--- Begin PASSAGE GIVEN ---

On Bridges, Part 3: What Can Europe Give to Silicon Valley?

Bridge_drawingThis is the final post of 3 contemplating how Silicon Valley and European tech scenes could get closer to each other. The series are an expansion of a short speech I gave at Slush conference in November 2013 – video of which should be online soon. I believe this topic calls for more discussion and thinking along than 15 one-directional minutes on conference stage allowed. To get up to speed, read Part 1 and Part 2 here.

After looking at the widening gap between European and Silicon Valley tech scenes and establishing that the usual first priority, raising money from the other side might not be the most feasible way to fix this – the questions becomes: how can we build more non-financial ties between our scenes?

As US is not paying close attention I believe that the key to the solution is on the European side. And to succeed in driving this change in relationships, Europe needs a mindset shift.

When building high-value ties in any network the question should never be what you get, but rather what can you can give to the other party. What can you help with, what can you teach, what can you spare. This tends to be true with your friends, your community, your country… and I would suggest also when you think about doing business with Silicon Valley.

Too often startups from around the world and among them from Europe go to Silicon Valley only to get something. Unfortunately, as it usually goes, a begging little brother will be treated as one.

Europe has a lot to give

Dear European entrepreneurs: we have been too modest sharing what we’ve got. Despite of the stereotype of history obsessed Old World trotting behind the brave New World rushing to The Future, I believe Europe has a lot to give in the global high tech game. There are ideas Europe should proudly put front and center as distinct and unique value we can bring. Let me give just a few examples:

Matching talent with challenges

Silicon Valley’s weakest spot today is the constantly unsatisfied demand for talent capable of solving hard problems. Yes, there are amazing, experienced people around – but if they want to live anywhere fancier than a tent in Mission or Palo Alto, let alone afford good schools for their kids — they will cost a lot to hire. And worse, despite of their high price the endless inflow of exciting ventures to join drives down average tenure and loyalty in the Valley, compared to how these same people would behave in similar companies even on the East Coast, let alone in Europe.

--- End PASSAGE GIVEN ---

- [GIVEN INSTRUCTION A]
Retype the rows below, starting at the line that holds "the white patio" and running through the last of the rows, with both ends included.

--- Begin DATA ---

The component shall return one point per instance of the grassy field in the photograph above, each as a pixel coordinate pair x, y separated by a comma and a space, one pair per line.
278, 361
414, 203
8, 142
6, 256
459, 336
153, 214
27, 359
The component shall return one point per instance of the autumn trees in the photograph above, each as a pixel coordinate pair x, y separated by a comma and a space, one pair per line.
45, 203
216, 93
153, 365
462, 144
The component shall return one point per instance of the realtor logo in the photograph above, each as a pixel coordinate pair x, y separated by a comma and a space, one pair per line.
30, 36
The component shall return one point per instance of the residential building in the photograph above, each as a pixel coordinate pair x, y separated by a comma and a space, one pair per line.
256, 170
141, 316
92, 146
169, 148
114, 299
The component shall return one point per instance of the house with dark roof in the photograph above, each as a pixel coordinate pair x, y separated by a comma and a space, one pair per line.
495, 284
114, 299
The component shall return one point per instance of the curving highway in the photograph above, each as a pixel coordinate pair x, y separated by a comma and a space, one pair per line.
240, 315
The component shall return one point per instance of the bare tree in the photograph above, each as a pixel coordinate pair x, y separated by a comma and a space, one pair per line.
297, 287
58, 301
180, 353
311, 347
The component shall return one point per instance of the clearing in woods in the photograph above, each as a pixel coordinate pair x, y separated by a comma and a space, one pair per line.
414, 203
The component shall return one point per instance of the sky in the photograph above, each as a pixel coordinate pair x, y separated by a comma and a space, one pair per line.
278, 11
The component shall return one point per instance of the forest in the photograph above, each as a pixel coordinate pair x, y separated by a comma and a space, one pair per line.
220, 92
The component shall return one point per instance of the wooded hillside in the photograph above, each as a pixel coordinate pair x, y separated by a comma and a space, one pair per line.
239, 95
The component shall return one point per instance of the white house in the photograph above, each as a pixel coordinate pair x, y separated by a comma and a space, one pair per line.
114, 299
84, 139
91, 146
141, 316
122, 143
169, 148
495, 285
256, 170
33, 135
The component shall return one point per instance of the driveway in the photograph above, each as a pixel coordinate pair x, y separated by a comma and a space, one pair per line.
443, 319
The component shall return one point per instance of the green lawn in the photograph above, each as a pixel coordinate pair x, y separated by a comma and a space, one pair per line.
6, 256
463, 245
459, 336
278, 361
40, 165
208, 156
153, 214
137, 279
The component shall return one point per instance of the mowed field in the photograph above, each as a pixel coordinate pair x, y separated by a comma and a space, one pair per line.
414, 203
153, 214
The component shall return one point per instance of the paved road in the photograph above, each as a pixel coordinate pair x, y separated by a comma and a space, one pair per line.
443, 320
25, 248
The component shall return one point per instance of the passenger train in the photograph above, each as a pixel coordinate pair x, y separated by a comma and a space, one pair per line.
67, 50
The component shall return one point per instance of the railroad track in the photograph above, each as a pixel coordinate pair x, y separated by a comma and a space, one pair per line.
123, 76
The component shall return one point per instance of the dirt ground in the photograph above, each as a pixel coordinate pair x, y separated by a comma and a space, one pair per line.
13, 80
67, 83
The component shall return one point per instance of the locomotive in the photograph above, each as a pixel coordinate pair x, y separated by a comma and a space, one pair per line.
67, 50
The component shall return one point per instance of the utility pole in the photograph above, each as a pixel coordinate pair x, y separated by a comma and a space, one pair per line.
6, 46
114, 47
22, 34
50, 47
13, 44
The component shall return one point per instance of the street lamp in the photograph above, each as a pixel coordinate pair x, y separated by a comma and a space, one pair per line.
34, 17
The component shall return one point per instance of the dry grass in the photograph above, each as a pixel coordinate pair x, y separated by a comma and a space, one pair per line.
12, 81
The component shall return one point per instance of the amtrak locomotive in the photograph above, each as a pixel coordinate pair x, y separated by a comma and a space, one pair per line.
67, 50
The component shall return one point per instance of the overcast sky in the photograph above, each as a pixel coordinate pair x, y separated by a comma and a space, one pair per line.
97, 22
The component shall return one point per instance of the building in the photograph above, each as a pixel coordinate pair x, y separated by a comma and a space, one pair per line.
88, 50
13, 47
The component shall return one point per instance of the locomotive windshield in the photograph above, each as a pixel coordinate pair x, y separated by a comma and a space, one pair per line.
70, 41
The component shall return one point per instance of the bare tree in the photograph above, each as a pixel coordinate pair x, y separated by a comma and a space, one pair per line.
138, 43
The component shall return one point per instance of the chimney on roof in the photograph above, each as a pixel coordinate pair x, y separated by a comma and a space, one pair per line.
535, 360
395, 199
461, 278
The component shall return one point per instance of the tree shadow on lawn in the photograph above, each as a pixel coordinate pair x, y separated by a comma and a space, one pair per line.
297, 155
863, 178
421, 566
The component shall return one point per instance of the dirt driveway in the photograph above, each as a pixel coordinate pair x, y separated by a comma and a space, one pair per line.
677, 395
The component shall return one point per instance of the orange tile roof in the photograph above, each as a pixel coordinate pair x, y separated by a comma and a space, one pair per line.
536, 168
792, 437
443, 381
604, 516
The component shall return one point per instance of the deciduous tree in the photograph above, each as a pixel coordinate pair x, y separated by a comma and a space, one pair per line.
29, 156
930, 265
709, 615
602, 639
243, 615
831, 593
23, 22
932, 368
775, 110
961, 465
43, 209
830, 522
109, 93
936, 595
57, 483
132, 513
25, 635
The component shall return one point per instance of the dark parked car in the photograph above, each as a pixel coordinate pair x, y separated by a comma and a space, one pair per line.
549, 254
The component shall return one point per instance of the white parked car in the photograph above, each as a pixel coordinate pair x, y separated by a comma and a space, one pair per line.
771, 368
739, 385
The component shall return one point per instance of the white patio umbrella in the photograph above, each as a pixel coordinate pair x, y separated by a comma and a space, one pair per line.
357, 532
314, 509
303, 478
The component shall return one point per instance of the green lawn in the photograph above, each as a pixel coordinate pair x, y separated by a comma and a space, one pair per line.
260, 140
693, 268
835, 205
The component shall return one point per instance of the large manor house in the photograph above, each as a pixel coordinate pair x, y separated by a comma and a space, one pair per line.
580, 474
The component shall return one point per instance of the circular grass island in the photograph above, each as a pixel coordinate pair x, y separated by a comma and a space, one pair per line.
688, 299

--- End DATA ---

- [GIVEN INSTRUCTION B]
Echo the whole post on how Europe and Silicon Valley could build ties, word for word.

- [FULL RESPONSE A]
The component shall return one point per instance of the white patio umbrella in the photograph above, each as a pixel coordinate pair x, y separated by a comma and a space, one pair per line.
357, 532
314, 509
303, 478
The component shall return one point per instance of the green lawn in the photograph above, each as a pixel coordinate pair x, y separated by a comma and a space, one pair per line.
260, 140
693, 268
835, 205
The component shall return one point per instance of the large manor house in the photograph above, each as a pixel coordinate pair x, y separated by a comma and a space, one pair per line.
580, 474
The component shall return one point per instance of the circular grass island in the photograph above, each as a pixel coordinate pair x, y separated by a comma and a space, one pair per line.
688, 299

- [FULL RESPONSE B]
On Bridges, Part 3: What Can Europe Give to Silicon Valley?

Bridge_drawingThis is the final post of 3 contemplating how Silicon Valley and European tech scenes could get closer to each other. The series are an expansion of a short speech I gave at Slush conference in November 2013 – video of which should be online soon. I believe this topic calls for more discussion and thinking along than 15 one-directional minutes on conference stage allowed. To get up to speed, read Part 1 and Part 2 here.

After looking at the widening gap between European and Silicon Valley tech scenes and establishing that the usual first priority, raising money from the other side might not be the most feasible way to fix this – the questions becomes: how can we build more non-financial ties between our scenes?

As US is not paying close attention I believe that the key to the solution is on the European side. And to succeed in driving this change in relationships, Europe needs a mindset shift.

When building high-value ties in any network the question should never be what you get, but rather what can you can give to the other party. What can you help with, what can you teach, what can you spare. This tends to be true with your friends, your community, your country… and I would suggest also when you think about doing business with Silicon Valley.

Too often startups from around the world and among them from Europe go to Silicon Valley only to get something. Unfortunately, as it usually goes, a begging little brother will be treated as one.

Europe has a lot to give

Dear European entrepreneurs: we have been too modest sharing what we’ve got. Despite of the stereotype of history obsessed Old World trotting behind the brave New World rushing to The Future, I believe Europe has a lot to give in the global high tech game. There are ideas Europe should proudly put front and center as distinct and unique value we can bring. Let me give just a few examples:

Matching talent with challenges

Silicon Valley’s weakest spot today is the constantly unsatisfied demand for talent capable of solving hard problems. Yes, there are amazing, experienced people around – but if they want to live anywhere fancier than a tent in Mission or Palo Alto, let alone afford good schools for their kids — they will cost a lot to hire. And worse, despite of their high price the endless inflow of exciting ventures to join drives down average tenure and loyalty in the Valley, compared to how these same people would behave in similar companies even on the East Coast, let alone in Europe.